# [Page excerpt]

————

“What we see today is the tip of a very right wing iceberg, and it is very powerful.”- Claire Conner

Prevailing wisdom among the political commentariat goes this way: The John Birch Society lost its influence and momentum the day Bill Buckley denounced them on the pages of the National Review. They will tell you that it is a marginalized group that is known for anti-fluoridation movements and communist fearmongering.

Nothing could be farther from the truth, and Claire Conner’s lifelong journey chronicled in her new book “Wrapped in the Flag: A Personal History of America’s Radical Right” is both inspiring and terrifying. Conner’s parents were Chicago’s first John Birch Society members, and Conner herself was made to sign the pledge on her 13th birthday.

Raised in an environment of paranoia and activism, Conner writes from the view inside the JBS, with stories of weekend visits from founder Robert Welch to her own struggles in school to break free of her parents’ paranoia and see the world through her own eyes. Readers get a glimpse into the conflict she must have experienced between loving her parents and hating their brand of political activism as she finds her own way through a political landscape.

Conner’s story isn’t just about her family relationships. It’s about her observation from the inside of the damage done to the country by a radical right-wing that operates from authoritarianism and executes through a well-funded activist wing.

————

Stored items:
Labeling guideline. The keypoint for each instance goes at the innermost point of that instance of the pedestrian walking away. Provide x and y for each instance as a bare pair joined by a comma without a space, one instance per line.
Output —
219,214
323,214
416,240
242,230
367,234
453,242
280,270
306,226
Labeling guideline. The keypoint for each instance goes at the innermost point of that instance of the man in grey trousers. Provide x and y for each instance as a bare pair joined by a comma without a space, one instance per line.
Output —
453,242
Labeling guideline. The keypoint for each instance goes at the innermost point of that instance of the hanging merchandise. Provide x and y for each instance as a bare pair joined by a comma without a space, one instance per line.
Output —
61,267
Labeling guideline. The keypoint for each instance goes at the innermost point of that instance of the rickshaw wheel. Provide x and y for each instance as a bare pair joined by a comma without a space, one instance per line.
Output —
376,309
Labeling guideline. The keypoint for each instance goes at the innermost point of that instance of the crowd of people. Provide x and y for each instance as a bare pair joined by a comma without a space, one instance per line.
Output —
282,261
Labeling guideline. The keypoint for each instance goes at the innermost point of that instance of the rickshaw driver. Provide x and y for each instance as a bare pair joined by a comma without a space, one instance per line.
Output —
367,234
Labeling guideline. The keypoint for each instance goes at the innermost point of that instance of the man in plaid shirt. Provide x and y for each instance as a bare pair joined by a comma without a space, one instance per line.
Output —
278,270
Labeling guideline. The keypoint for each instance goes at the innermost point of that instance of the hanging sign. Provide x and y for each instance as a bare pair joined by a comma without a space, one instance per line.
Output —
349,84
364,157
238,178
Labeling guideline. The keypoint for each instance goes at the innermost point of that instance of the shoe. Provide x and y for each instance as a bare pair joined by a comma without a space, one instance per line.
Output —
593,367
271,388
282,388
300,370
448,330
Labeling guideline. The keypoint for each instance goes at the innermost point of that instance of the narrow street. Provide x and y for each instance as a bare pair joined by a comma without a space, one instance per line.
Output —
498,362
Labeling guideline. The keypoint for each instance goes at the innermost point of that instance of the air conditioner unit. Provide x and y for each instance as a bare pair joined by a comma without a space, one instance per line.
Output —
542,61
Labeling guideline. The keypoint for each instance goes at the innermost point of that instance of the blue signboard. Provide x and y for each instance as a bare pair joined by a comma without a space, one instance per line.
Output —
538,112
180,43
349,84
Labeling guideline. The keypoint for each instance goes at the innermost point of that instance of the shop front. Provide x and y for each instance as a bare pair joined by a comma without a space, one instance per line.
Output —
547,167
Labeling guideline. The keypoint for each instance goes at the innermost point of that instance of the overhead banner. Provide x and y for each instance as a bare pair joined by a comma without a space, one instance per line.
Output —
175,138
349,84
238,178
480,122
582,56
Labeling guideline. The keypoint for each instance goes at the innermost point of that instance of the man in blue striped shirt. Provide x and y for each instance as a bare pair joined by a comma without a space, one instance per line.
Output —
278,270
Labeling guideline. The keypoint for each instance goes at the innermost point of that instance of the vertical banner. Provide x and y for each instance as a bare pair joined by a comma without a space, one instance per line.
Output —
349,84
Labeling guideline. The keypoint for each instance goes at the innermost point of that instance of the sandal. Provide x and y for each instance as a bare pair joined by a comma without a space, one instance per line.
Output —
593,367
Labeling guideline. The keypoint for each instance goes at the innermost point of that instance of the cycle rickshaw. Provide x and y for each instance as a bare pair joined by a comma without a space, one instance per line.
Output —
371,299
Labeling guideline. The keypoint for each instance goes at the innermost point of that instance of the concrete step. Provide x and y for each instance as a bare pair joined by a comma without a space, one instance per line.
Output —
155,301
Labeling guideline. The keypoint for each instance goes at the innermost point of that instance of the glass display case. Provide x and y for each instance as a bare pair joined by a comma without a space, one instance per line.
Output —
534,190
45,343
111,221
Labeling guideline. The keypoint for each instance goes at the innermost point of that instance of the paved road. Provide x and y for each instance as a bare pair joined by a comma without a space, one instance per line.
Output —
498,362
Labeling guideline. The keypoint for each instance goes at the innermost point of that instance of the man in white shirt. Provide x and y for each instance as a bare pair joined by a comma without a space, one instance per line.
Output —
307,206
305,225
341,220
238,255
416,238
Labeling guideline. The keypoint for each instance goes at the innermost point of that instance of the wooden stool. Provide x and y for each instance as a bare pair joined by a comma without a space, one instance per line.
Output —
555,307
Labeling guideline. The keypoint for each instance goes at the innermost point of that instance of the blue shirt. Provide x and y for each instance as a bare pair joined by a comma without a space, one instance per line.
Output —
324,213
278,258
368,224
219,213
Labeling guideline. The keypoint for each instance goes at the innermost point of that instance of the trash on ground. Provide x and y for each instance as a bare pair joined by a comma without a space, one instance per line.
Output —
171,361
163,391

————

# [Assignment]
Answer these questions from the book review:
1. According to the prevailing wisdom among commentators, when did the John Birch Society lose its influence and momentum?
2. On which birthday was Conner made to sign the pledge?
3. Which John Birch Society founder made weekend visits?

# [Answer]
1. The day Bill Buckley denounced them on the pages of the National Review.
2. Her 13th birthday.
3. Robert Welch.